Gather all lines from the material that contain the word "apple".

[Supplied records]

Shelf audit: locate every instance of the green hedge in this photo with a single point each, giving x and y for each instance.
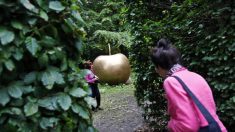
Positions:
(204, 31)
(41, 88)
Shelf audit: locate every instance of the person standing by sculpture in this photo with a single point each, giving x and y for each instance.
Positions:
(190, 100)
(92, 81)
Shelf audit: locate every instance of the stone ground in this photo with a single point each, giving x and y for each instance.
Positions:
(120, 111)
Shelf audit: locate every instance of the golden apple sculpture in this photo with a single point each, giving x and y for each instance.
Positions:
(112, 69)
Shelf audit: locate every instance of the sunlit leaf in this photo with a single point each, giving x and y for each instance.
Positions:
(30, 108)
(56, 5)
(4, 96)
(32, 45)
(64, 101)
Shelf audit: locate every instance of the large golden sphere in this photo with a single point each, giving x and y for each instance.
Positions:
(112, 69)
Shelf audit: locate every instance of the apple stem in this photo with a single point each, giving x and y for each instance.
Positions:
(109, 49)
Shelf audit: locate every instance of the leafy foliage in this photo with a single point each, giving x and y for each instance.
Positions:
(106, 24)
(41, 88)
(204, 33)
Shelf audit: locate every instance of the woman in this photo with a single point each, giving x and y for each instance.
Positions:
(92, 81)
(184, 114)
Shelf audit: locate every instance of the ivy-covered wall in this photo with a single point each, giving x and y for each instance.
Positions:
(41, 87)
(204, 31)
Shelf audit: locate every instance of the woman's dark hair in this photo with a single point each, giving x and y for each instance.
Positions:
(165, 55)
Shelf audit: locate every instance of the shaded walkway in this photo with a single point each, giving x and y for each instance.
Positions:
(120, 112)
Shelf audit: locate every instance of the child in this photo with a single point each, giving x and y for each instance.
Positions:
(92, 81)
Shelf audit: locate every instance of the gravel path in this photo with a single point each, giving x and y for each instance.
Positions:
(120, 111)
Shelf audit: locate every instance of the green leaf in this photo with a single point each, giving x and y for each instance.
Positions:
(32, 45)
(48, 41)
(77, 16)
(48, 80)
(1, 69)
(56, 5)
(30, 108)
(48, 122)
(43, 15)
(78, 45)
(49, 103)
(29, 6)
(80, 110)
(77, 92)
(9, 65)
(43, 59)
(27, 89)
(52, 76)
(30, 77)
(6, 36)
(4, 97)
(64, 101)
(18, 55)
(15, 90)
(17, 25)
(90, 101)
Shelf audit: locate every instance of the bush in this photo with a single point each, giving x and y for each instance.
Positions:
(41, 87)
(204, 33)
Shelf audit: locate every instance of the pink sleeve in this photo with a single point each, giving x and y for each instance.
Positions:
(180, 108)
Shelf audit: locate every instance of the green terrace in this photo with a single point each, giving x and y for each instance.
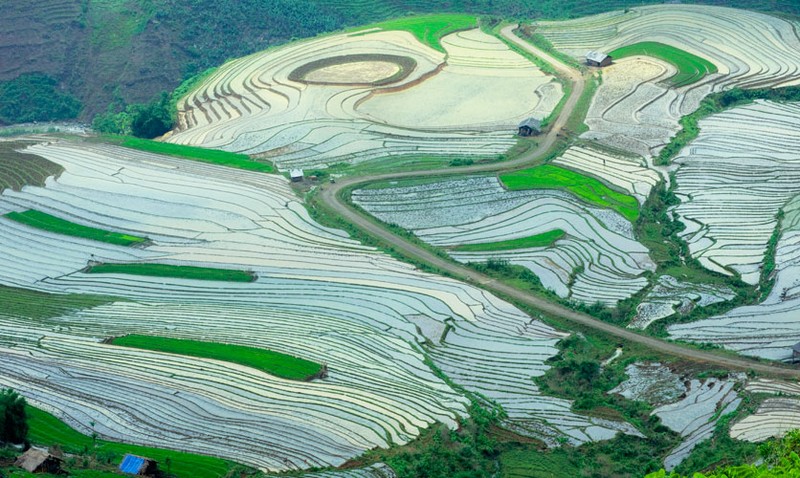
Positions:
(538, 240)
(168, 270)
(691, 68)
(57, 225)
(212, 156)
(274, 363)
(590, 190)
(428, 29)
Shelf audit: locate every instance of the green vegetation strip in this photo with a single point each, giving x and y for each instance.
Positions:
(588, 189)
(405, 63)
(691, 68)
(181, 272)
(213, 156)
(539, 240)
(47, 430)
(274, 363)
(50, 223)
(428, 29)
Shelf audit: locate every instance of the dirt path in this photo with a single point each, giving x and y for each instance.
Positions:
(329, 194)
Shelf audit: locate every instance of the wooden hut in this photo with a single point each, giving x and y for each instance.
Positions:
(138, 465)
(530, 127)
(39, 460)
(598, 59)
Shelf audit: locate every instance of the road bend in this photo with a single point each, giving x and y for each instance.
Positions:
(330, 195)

[/Supplied records]
[Supplied records]

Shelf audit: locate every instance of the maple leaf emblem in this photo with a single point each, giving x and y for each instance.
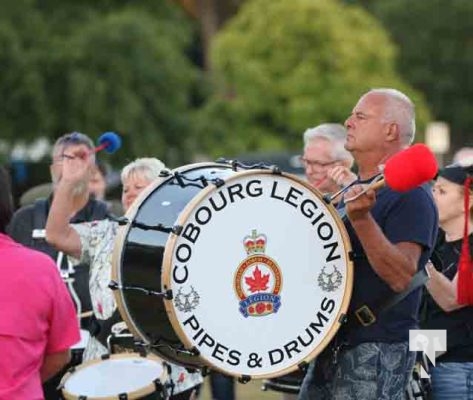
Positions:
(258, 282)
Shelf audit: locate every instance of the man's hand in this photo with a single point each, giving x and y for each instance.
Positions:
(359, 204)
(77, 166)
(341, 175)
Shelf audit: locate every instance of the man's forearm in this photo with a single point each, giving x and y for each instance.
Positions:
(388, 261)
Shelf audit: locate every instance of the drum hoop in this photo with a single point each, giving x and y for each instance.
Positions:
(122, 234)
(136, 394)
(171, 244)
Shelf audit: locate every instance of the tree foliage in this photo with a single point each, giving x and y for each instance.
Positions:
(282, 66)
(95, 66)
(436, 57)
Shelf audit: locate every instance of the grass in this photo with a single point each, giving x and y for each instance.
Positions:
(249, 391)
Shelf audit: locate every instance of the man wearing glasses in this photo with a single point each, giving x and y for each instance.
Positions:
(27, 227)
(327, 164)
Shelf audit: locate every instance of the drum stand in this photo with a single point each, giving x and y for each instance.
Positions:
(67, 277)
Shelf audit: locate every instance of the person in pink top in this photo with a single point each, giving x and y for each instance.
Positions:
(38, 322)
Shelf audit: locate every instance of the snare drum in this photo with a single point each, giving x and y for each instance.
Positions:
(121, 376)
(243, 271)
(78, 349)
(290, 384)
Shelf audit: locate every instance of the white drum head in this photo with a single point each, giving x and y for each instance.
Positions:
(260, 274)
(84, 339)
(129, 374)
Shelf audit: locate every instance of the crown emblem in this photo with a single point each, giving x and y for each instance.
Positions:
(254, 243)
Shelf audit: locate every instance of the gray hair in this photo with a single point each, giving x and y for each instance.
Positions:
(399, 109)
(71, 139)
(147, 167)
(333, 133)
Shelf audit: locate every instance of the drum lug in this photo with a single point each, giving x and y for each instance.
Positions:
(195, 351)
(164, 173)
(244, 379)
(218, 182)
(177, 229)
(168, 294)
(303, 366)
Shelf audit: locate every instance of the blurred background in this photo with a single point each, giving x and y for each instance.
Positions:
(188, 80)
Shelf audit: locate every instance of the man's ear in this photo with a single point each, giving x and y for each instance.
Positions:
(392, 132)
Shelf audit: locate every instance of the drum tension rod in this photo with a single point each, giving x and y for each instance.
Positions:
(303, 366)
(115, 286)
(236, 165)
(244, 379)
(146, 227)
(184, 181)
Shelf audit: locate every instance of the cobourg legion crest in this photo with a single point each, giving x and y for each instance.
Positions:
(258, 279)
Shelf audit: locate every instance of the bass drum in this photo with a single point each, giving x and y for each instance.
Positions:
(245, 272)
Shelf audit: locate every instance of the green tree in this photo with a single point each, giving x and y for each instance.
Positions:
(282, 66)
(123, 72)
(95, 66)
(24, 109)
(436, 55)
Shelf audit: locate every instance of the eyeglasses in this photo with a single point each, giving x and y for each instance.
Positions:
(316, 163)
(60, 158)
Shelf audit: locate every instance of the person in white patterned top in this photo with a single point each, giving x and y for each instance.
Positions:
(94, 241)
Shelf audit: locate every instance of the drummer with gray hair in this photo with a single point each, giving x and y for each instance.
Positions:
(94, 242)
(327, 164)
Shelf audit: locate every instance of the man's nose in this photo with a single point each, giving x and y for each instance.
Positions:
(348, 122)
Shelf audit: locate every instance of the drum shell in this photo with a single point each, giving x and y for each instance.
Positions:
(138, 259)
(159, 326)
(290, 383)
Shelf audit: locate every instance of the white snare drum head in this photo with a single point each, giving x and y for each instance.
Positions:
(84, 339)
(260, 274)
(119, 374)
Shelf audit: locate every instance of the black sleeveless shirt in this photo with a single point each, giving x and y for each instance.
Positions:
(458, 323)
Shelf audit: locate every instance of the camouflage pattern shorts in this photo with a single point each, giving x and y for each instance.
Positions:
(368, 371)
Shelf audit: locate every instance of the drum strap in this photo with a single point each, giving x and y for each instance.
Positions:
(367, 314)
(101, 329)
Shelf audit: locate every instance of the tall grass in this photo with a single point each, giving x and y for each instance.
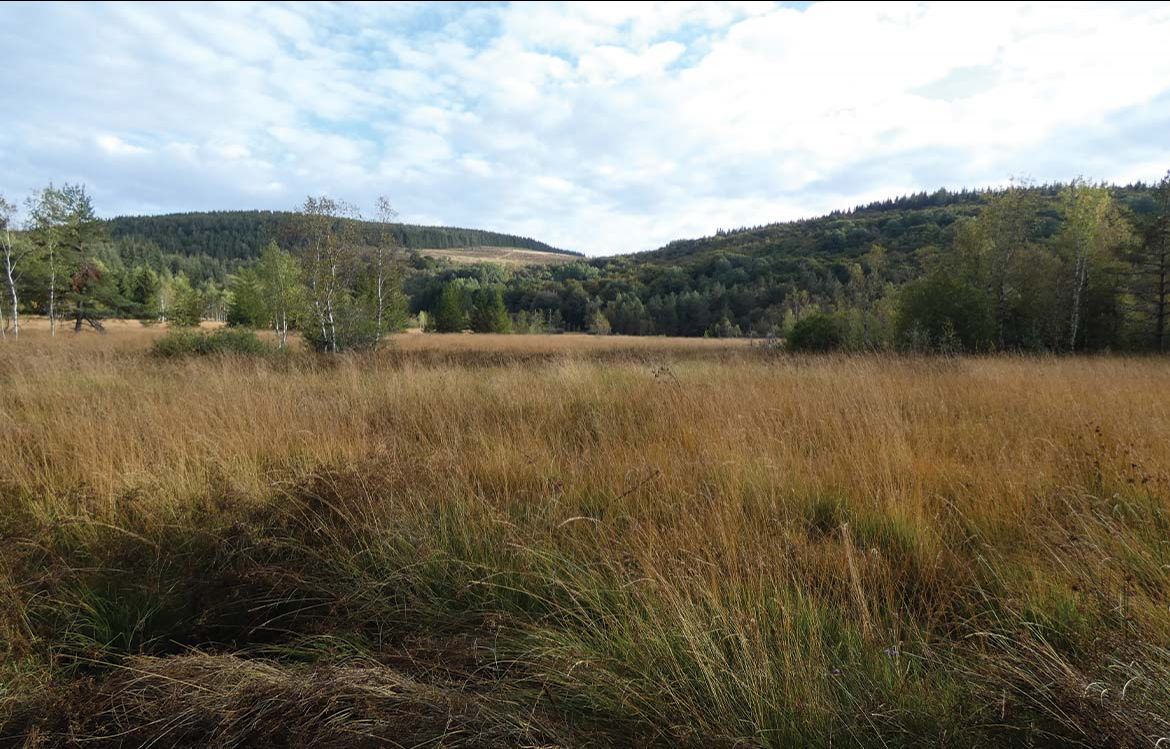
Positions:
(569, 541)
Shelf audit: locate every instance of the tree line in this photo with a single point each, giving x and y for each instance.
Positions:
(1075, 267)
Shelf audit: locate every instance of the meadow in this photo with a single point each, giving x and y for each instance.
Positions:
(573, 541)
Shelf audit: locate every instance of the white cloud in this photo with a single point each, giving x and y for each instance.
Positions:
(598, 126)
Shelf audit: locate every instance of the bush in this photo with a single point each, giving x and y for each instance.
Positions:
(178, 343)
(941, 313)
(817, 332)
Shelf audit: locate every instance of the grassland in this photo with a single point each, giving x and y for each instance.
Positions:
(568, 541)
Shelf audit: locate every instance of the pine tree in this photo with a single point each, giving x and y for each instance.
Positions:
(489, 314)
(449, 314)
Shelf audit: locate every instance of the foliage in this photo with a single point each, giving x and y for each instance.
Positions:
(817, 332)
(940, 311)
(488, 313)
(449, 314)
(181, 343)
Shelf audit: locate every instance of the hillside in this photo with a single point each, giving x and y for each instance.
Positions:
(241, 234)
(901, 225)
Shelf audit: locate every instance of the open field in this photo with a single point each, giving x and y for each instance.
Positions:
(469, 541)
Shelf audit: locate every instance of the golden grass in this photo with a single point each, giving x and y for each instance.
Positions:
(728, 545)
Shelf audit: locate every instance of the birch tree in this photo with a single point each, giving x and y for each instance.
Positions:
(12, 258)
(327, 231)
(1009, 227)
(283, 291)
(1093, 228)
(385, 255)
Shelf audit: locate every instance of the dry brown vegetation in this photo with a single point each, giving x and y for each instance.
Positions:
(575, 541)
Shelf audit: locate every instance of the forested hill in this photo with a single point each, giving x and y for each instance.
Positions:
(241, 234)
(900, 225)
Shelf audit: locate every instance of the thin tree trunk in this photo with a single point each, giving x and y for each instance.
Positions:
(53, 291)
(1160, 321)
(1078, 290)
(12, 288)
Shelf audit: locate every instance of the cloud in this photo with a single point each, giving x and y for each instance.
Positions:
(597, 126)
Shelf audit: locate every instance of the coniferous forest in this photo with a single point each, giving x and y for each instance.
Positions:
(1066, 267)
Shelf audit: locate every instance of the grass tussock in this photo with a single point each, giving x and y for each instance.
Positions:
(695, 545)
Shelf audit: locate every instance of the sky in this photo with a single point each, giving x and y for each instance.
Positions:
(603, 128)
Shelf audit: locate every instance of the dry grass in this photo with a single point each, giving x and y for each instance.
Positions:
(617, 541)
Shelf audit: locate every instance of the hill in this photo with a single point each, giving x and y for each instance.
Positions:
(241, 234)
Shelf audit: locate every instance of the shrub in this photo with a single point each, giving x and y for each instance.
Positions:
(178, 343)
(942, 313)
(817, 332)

[/Supplied records]

● **Expected answer**
Shelf audit: locate every instance of the golden apple sculpture in this photo with a single point each, giving x and y for each instance.
Shelf audit: locate every instance of the apple stem in this photo with a single point each, giving x and y for each instance.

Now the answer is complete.